─── Items

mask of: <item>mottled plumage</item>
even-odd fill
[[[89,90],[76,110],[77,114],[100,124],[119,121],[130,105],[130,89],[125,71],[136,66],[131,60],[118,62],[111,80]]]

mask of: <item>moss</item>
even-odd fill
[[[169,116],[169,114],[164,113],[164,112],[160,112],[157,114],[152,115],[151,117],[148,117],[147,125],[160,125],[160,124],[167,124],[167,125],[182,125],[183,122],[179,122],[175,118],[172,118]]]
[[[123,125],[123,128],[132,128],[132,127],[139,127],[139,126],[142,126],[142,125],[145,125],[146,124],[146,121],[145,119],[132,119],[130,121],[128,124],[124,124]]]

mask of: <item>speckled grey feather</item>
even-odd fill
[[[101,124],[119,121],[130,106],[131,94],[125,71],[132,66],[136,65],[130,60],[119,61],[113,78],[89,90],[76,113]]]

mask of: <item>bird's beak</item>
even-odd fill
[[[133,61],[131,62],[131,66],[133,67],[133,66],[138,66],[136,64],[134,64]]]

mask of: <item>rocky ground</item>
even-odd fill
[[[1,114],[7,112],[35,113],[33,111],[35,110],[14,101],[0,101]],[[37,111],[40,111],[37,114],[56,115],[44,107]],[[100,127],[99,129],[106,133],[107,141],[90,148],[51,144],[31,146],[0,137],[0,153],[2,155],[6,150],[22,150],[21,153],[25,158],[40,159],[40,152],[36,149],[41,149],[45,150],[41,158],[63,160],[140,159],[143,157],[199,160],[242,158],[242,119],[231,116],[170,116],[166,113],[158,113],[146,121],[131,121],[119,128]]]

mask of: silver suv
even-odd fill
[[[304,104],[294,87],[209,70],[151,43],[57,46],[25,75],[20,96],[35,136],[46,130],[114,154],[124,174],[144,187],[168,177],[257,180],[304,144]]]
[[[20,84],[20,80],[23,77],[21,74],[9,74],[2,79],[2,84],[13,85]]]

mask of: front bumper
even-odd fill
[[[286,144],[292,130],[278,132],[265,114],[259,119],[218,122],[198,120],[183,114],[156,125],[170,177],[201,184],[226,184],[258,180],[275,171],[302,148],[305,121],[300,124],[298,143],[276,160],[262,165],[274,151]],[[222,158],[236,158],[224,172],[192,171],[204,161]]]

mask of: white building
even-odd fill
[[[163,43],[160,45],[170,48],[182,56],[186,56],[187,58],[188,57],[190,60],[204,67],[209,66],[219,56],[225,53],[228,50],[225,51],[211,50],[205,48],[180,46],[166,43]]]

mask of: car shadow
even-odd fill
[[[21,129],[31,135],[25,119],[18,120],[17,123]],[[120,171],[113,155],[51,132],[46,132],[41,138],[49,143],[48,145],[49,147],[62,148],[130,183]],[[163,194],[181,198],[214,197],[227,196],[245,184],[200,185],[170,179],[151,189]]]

──────

> _Problem details_
Copy every line again, from the line containing "mask of: <item>rocky ground</item>" through the final line above, and add 145 to each polygon coordinate as you go.

> _Solution to this problem_
mask of: <item>rocky ground</item>
even-odd fill
[[[146,259],[152,257],[180,258],[178,256],[180,255],[159,246],[145,246]],[[182,256],[185,256],[182,259],[201,260],[189,252]],[[245,272],[244,274],[251,278],[252,286],[235,293],[196,289],[176,291],[145,282],[145,298],[147,300],[151,295],[167,295],[166,298],[170,303],[185,304],[185,297],[181,294],[186,294],[190,295],[186,303],[208,305],[285,304],[288,302],[344,305],[387,303],[387,264],[376,261],[315,261],[311,258],[303,258],[291,266],[276,266],[264,273]]]

mask of: silver suv
even-odd fill
[[[449,249],[439,232],[354,215],[296,188],[202,191],[170,220],[165,241],[180,281],[191,275],[259,299],[269,319],[289,332],[313,322],[402,325],[449,289]]]
[[[165,229],[165,225],[168,222],[166,219],[154,219],[147,224],[147,229],[158,230]]]

mask of: front bumper
even-odd fill
[[[431,289],[437,275],[423,277],[410,259],[404,264],[363,267],[343,265],[328,259],[301,270],[315,322],[346,329],[371,329],[403,325],[420,316],[447,293],[450,266],[445,269],[443,288],[421,305],[407,310],[419,296]],[[367,303],[381,303],[369,317],[337,316],[349,306]]]

mask of: white building
even-odd fill
[[[308,188],[305,190],[315,193],[327,201],[331,201],[332,203],[333,202],[335,205],[349,212],[354,211],[364,201],[370,198],[373,195],[370,196],[356,195],[350,193],[325,191],[311,188]]]

mask of: car shadow
even-odd fill
[[[166,274],[176,280],[170,264],[163,265],[162,268]],[[265,316],[258,300],[196,277],[191,277],[186,283],[194,288],[193,290],[194,292],[207,293],[275,328]],[[308,339],[326,343],[359,342],[372,341],[390,329],[345,330],[315,324],[296,334]]]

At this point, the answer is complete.